[Saved data entries]
>>>
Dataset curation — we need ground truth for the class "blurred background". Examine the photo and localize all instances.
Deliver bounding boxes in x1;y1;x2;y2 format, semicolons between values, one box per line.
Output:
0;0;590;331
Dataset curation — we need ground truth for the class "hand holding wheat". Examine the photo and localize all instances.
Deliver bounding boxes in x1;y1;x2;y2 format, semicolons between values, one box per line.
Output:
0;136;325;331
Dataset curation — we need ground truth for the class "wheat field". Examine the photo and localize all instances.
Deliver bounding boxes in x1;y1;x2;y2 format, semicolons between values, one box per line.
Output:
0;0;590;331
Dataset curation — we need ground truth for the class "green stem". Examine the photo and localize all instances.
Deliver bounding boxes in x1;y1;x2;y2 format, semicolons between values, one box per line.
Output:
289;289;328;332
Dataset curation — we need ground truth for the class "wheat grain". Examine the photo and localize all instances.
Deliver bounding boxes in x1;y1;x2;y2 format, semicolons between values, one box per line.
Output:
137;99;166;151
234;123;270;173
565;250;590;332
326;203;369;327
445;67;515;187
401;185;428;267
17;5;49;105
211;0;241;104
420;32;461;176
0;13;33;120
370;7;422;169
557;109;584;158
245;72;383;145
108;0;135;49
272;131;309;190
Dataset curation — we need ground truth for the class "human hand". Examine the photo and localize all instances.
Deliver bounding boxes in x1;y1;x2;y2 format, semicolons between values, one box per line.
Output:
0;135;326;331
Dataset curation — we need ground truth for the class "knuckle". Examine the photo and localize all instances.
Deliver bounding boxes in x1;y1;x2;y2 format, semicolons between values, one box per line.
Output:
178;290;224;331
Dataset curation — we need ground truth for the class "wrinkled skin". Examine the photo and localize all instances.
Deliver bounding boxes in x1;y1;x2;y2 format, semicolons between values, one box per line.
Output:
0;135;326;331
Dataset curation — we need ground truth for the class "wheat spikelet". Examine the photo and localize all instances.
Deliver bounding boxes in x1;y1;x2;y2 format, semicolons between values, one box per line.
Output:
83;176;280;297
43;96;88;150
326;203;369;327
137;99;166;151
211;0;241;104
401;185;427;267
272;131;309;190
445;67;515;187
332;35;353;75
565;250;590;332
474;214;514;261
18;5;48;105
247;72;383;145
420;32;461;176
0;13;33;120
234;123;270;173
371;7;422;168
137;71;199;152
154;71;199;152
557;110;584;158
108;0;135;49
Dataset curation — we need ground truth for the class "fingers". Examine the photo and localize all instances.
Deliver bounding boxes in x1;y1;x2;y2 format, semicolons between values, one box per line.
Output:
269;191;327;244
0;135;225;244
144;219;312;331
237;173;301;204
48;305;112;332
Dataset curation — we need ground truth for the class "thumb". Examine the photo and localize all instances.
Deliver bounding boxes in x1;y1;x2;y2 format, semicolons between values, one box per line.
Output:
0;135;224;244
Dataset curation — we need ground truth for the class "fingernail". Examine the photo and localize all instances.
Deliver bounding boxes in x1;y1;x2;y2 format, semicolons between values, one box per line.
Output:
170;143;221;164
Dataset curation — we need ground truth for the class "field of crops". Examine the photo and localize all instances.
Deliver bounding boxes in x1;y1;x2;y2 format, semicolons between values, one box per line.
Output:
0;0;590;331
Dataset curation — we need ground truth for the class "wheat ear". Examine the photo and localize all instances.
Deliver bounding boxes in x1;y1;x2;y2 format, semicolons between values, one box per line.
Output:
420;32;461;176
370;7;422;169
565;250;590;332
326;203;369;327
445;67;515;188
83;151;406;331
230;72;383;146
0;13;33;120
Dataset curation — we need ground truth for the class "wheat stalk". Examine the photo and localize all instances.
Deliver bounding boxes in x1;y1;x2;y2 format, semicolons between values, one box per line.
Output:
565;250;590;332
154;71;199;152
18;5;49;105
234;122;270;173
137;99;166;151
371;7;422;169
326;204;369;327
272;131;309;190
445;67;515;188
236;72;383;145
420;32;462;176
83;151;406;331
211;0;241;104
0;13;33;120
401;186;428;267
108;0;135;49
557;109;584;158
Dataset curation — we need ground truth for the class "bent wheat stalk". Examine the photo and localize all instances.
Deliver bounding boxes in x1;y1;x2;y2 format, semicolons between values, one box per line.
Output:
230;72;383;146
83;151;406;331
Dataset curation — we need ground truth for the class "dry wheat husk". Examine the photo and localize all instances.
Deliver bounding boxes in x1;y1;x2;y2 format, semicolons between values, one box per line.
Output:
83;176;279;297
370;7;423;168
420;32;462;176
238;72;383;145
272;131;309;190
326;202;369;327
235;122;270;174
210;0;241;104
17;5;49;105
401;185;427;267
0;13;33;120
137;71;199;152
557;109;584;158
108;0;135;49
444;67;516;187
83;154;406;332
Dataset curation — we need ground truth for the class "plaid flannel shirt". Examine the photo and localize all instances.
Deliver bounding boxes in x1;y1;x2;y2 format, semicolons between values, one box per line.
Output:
<<<
Problem description | Give all of the data above as a Markdown table with two columns, Row and Line. Put a row number in Row and the text of each line in Line, and leave out blank lines.

Task solution |
| Row | Line |
|---|---|
| 1 | Dataset curation — we need ground truth for the class "blurred background". Examine the photo and localize all instances. |
| 2 | Deliver bounding boxes in x1;y1;x2;y2 format, semicolons between values, one box per line. |
| 3 | Output: |
| 4 | 0;0;590;331 |
| 5 | Dataset curation — we need ground truth for the class "hand holding wheat". Examine the photo and localize all instances. |
| 6 | Deliver bounding boxes in x1;y1;x2;y2 format, semicolons between values, one box per line. |
| 7 | Output: |
| 8 | 0;136;325;331 |
| 9 | Dataset curation — we need ground truth for the class "wheat field". Examine the photo and localize all instances. |
| 10 | Deliver bounding boxes in x1;y1;x2;y2 format, semicolons between values, one box per line. |
| 11 | Output: |
| 12 | 0;0;590;331 |
| 13 | Dataset curation — we need ground truth for the class "green stem". Examine the photo and localize all instances. |
| 14 | Deliver bounding boxes in x1;y1;x2;y2 format, semicolons between values, one box per line. |
| 15 | Output: |
| 16 | 289;289;328;332 |
| 17 | Dataset curation — we need ground truth for the class "wheat grain". Examine the photo and localize all instances. |
| 18 | Deliver bounding boxes in x1;y1;x2;y2 format, semicolons between values, one box per line. |
| 19 | Output: |
| 20 | 137;99;166;151 |
| 21 | 234;123;270;173 |
| 22 | 565;250;590;332 |
| 23 | 326;203;369;327 |
| 24 | 445;67;515;187 |
| 25 | 401;185;428;267 |
| 26 | 17;5;49;105 |
| 27 | 211;0;241;104 |
| 28 | 420;32;461;176 |
| 29 | 0;13;33;120 |
| 30 | 370;7;422;169 |
| 31 | 557;109;584;158 |
| 32 | 245;72;383;145 |
| 33 | 108;0;135;49 |
| 34 | 272;131;309;190 |
| 35 | Dataset curation — we need ground truth for the class "human hand". Examine the photo and localize all instances. |
| 36 | Deliver bounding boxes in x1;y1;x2;y2 format, semicolons between values, one box per line. |
| 37 | Output: |
| 38 | 0;135;326;331 |
| 39 | Dataset curation — we need ground truth for the class "knuckle". Examine the photo and localize all instances. |
| 40 | Deliver bounding boxes in x1;y1;x2;y2 format, semicolons between values, one box per line. |
| 41 | Output: |
| 42 | 178;290;224;331 |
| 43 | Dataset curation — we need ground truth for the class "wrinkled skin". Examine the photo and localize all instances. |
| 44 | Deliver bounding boxes in x1;y1;x2;y2 format, semicolons between values, one box per line. |
| 45 | Output: |
| 46 | 0;135;326;331 |
| 47 | Dataset curation — we need ground truth for the class "wheat spikelet". Examine the photo and localize all instances. |
| 48 | Deliver bounding boxes in x1;y1;x2;y2 format, semicolons between values, one box per line. |
| 49 | Output: |
| 50 | 83;176;280;297 |
| 51 | 43;96;88;150 |
| 52 | 326;203;369;327 |
| 53 | 137;99;166;151 |
| 54 | 211;0;241;104 |
| 55 | 401;185;427;267 |
| 56 | 272;131;309;190 |
| 57 | 445;67;515;187 |
| 58 | 332;35;353;75 |
| 59 | 565;250;590;332 |
| 60 | 474;214;514;261 |
| 61 | 18;5;48;105 |
| 62 | 247;72;383;145 |
| 63 | 420;32;461;176 |
| 64 | 0;13;33;120 |
| 65 | 234;123;270;173 |
| 66 | 371;7;422;168 |
| 67 | 137;71;199;152 |
| 68 | 154;71;199;152 |
| 69 | 557;110;584;158 |
| 70 | 108;0;135;49 |
| 71 | Dataset curation — we need ground truth for the class "fingers". Examine the photo and localize all instances. |
| 72 | Deliver bounding boxes in x1;y1;x2;y2 format, semicolons between values, one box per line. |
| 73 | Output: |
| 74 | 269;191;327;244 |
| 75 | 0;135;225;244 |
| 76 | 144;219;312;331 |
| 77 | 237;173;301;204 |
| 78 | 48;305;112;332 |
| 79 | Dataset curation — we need ground truth for the class "thumb". Examine the photo and localize all instances. |
| 80 | Deliver bounding boxes in x1;y1;x2;y2 format, semicolons between values, one box per line. |
| 81 | Output: |
| 82 | 0;135;224;244 |
| 83 | Dataset curation — we need ground truth for the class "fingernail". Examine the photo and localize all instances. |
| 84 | Deliver bounding boxes in x1;y1;x2;y2 format, semicolons between values, one box per line. |
| 85 | Output: |
| 86 | 170;143;221;164 |
| 87 | Dataset curation — we need ground truth for the class "field of crops". Examine the photo and localize all instances. |
| 88 | Deliver bounding boxes in x1;y1;x2;y2 format, semicolons between values, one box per line. |
| 89 | Output: |
| 90 | 0;0;590;331 |
| 91 | Dataset curation — we need ground truth for the class "wheat ear". Examine the photo and localize all instances. |
| 92 | Deliver bounding boxes in x1;y1;x2;y2 format, semicolons between values, one box per line. |
| 93 | Output: |
| 94 | 420;32;461;176 |
| 95 | 370;7;422;169 |
| 96 | 565;250;590;332 |
| 97 | 326;203;369;327 |
| 98 | 445;67;515;188 |
| 99 | 83;151;406;331 |
| 100 | 230;72;383;146 |
| 101 | 0;13;33;120 |
| 102 | Dataset curation — we need ground truth for the class "wheat stalk". Examine the photo and localize all instances. |
| 103 | Deliver bounding boxes in x1;y1;x2;y2 format, semicolons between values, one box per line. |
| 104 | Output: |
| 105 | 565;250;590;332 |
| 106 | 154;71;199;152 |
| 107 | 18;5;49;105 |
| 108 | 234;122;270;173 |
| 109 | 137;99;166;151 |
| 110 | 371;7;422;169 |
| 111 | 326;204;369;327 |
| 112 | 272;131;309;190 |
| 113 | 445;67;515;188 |
| 114 | 236;72;383;145 |
| 115 | 420;32;462;176 |
| 116 | 83;151;406;331 |
| 117 | 211;0;241;104 |
| 118 | 0;13;33;120 |
| 119 | 401;186;428;267 |
| 120 | 108;0;135;49 |
| 121 | 557;109;584;158 |
| 122 | Dataset curation — we need ground truth for the class "bent wheat stalk". Examine the photo and localize all instances. |
| 123 | Deliver bounding boxes in x1;y1;x2;y2 format, semicolons between values, one box per line. |
| 124 | Output: |
| 125 | 230;72;383;146 |
| 126 | 83;151;406;331 |
| 127 | Dataset curation — we need ground truth for the class "dry wheat husk". Examine the photo and localize all instances. |
| 128 | Deliver bounding boxes in x1;y1;x2;y2 format, semicolons between values, one box per line. |
| 129 | Output: |
| 130 | 83;176;279;297 |
| 131 | 370;7;423;168 |
| 132 | 420;32;462;176 |
| 133 | 238;72;383;145 |
| 134 | 272;131;309;190 |
| 135 | 326;202;369;327 |
| 136 | 235;122;270;174 |
| 137 | 210;0;241;104 |
| 138 | 17;5;49;105 |
| 139 | 401;185;427;267 |
| 140 | 0;13;33;120 |
| 141 | 137;71;199;152 |
| 142 | 557;109;584;158 |
| 143 | 108;0;135;49 |
| 144 | 444;67;516;187 |
| 145 | 83;154;406;332 |
| 146 | Dataset curation — we need ground truth for the class "plaid flannel shirt". Examine the photo and localize all instances. |
| 147 | Deliver bounding boxes in x1;y1;x2;y2 format, semicolons between values, one box per line. |
| 148 | Output: |